### WHAT TO WORK ON
Write each entry out again verbatim, pictures excluded.

Dataset entries
▬▬▬

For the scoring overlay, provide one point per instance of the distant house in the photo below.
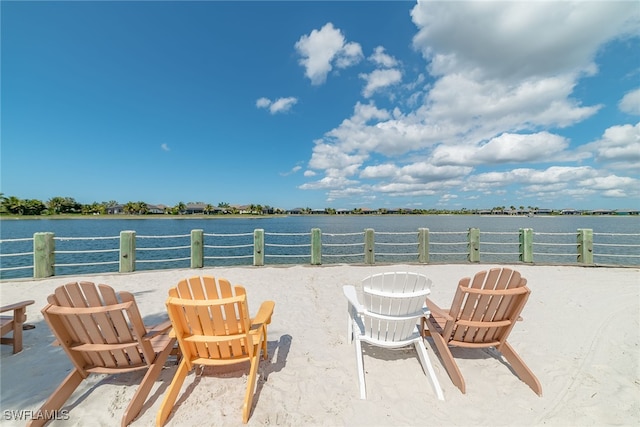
(570, 212)
(628, 212)
(602, 212)
(195, 208)
(156, 209)
(115, 210)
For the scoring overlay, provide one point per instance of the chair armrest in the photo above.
(437, 311)
(352, 297)
(264, 313)
(159, 329)
(15, 306)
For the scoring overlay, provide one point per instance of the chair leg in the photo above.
(447, 359)
(172, 393)
(144, 388)
(428, 368)
(58, 397)
(19, 317)
(251, 389)
(360, 363)
(518, 365)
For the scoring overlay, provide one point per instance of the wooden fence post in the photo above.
(197, 249)
(369, 245)
(526, 244)
(585, 246)
(258, 247)
(43, 255)
(474, 245)
(127, 251)
(316, 246)
(423, 245)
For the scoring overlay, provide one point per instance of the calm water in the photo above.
(499, 239)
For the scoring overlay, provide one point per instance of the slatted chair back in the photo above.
(486, 308)
(100, 330)
(211, 321)
(393, 303)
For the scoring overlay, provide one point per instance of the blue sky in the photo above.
(323, 104)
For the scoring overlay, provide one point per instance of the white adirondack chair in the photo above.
(393, 303)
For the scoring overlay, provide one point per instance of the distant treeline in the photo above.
(69, 206)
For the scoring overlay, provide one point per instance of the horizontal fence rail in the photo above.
(45, 255)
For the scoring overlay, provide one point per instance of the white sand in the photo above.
(580, 336)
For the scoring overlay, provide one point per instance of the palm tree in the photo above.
(179, 208)
(129, 207)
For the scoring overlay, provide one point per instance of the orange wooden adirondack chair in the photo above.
(482, 315)
(212, 324)
(13, 324)
(102, 332)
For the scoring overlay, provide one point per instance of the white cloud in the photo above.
(263, 103)
(518, 40)
(506, 148)
(381, 58)
(630, 103)
(292, 171)
(379, 79)
(323, 48)
(619, 145)
(280, 105)
(501, 89)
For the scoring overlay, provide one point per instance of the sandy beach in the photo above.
(579, 335)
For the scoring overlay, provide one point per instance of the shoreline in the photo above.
(578, 335)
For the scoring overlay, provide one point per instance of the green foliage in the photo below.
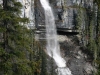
(19, 52)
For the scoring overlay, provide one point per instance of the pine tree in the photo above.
(16, 44)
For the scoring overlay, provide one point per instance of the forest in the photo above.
(21, 54)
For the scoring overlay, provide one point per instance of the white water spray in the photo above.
(53, 48)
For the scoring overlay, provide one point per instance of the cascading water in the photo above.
(53, 48)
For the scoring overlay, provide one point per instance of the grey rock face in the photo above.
(79, 62)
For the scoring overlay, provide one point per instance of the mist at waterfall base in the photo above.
(53, 48)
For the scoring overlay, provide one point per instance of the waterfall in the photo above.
(53, 48)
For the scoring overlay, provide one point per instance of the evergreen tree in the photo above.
(16, 45)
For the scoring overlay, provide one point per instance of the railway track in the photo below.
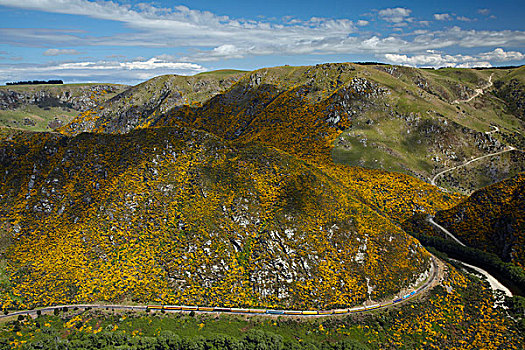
(262, 312)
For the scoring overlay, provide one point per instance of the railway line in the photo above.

▬▬▬

### REPLY TO THE TASK
For the scoring overlay, provide one point per instance of the distant house in the photo below.
(570, 212)
(628, 212)
(602, 212)
(195, 208)
(156, 209)
(115, 210)
For the scoring overlay, provide one point per instance of the chair armrest in the photo above.
(437, 311)
(352, 297)
(264, 313)
(159, 329)
(15, 306)
For the scoring overlay, provide one point per instance of the chair leg in the photo above.
(447, 359)
(172, 393)
(144, 388)
(428, 368)
(58, 397)
(19, 317)
(251, 389)
(360, 363)
(518, 365)
For the scoring overlay, provide one point per instance of the wooden fence post in the photo above.
(197, 249)
(369, 245)
(526, 244)
(585, 246)
(258, 247)
(43, 255)
(474, 245)
(127, 251)
(316, 246)
(423, 245)
For the scoring overlay, provide one point per instance of the calm water in the photo above.
(499, 239)
For the scoring overlay, provide one point per instance of the slatted chair back in the photo above.
(486, 308)
(100, 330)
(211, 321)
(393, 303)
For the scoring overlay, provide one point per instance of the blue sky in the photo above.
(323, 104)
For the scoring overlay, provide one point per instance of the white adirondack chair in the photo above.
(393, 303)
For the scoring overlay, provide one point per instance of the distant treeline in the photo above.
(69, 206)
For the scoring overlay, provide one point per instance of the horizontal fence rail in the photo above.
(45, 255)
For the scoring overlay, provide one point per instance of the white sand in the photo above.
(580, 336)
For the scoring overlay, provide one point per instance of the palm tree in the photo above.
(179, 208)
(129, 207)
For the scoring overlay, provide one point per instance of the orange wooden adirondack chair in the photo above.
(482, 315)
(212, 324)
(13, 324)
(102, 332)
For the scoring overlay, provide one point per instance of the white cloud in the photo above.
(263, 103)
(518, 40)
(506, 148)
(381, 58)
(630, 103)
(292, 171)
(379, 79)
(323, 48)
(619, 145)
(280, 105)
(501, 89)
For the scoring overlay, provide one point per instance of the sandy beach in the photo above.
(579, 335)
For the scoring overlay, provide one point per instance of the shoreline in the photo above.
(578, 335)
For the scoring overlay, provide one point per instance of the green foliage in the photo below.
(19, 52)
For the scoring overlay, provide one point per instance of the pine tree in the photo above.
(16, 44)
For the scoring overlay, provide one point per instance of the forest in the photo above.
(21, 54)
For the scoring overlay, provide one point per instance of the white water spray in the photo above.
(53, 48)
For the scoring overlay, provide one point per instance of the cascading water in the photo above.
(53, 48)
For the scoring overlay, provide one point per instance of the grey rock face in the photo above.
(79, 62)
For the scoring overlay, provide one point per instance of the mist at waterfall base in the photo above.
(53, 48)
For the scoring overlay, provide one point per instance of the waterfall in the photo above.
(53, 48)
For the scoring overlay, provide one point per instance of the evergreen tree in the photo above.
(16, 45)
For the scoring overlay, provide one point per instance of the railway track in the photo below.
(262, 312)
For the scoring overlay, provide one point per instance of the railway line in the photo above.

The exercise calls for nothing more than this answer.